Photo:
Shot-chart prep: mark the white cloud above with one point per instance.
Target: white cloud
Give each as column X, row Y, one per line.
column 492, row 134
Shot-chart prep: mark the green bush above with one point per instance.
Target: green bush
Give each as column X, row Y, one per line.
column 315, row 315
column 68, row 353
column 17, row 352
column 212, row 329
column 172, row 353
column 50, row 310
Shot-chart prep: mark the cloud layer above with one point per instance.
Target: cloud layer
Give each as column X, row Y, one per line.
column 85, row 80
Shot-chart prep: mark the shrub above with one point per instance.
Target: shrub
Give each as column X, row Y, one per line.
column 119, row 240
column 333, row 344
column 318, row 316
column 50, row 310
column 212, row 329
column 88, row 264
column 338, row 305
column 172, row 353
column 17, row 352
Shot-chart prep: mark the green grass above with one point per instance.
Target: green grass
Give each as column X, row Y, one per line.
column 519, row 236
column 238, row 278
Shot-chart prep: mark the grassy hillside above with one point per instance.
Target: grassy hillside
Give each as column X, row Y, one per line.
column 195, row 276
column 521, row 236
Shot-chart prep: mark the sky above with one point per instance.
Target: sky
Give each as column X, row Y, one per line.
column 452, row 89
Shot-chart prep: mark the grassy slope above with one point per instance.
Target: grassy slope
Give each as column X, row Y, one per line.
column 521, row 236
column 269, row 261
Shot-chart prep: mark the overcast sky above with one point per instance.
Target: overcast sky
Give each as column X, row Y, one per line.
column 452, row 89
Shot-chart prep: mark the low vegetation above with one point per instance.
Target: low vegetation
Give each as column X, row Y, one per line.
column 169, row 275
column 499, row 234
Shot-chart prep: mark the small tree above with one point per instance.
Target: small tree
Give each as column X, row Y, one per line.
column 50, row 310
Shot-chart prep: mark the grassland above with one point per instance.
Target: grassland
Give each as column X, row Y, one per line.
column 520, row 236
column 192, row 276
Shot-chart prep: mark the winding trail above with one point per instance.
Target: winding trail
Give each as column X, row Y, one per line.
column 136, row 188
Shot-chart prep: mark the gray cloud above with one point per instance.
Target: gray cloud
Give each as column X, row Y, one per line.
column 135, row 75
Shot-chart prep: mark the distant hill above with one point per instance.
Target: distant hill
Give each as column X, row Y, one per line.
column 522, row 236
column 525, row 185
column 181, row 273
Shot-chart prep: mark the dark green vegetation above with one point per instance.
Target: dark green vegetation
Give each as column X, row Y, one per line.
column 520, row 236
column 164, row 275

* * * *

__TRY IT__
Give back only the lines from the one containing "Shot-chart prep: mark the gray" through the final line of the entries above, exactly as written, both included.

__REPLY__
Shot-chart prep: mark the gray cloud above with one point per instance.
Target: gray cloud
Give each as column X, row Y, one per line.
column 135, row 75
Shot-chart prep: mark the distant hill above with one point per instance.
Target: distant hill
Give each as column X, row Y, one per line.
column 522, row 236
column 525, row 185
column 181, row 273
Shot-chart prep: mark the dark green vegetation above with one point per instance.
Target: dark green vegetation
Give each as column X, row Y, one per line.
column 520, row 236
column 164, row 275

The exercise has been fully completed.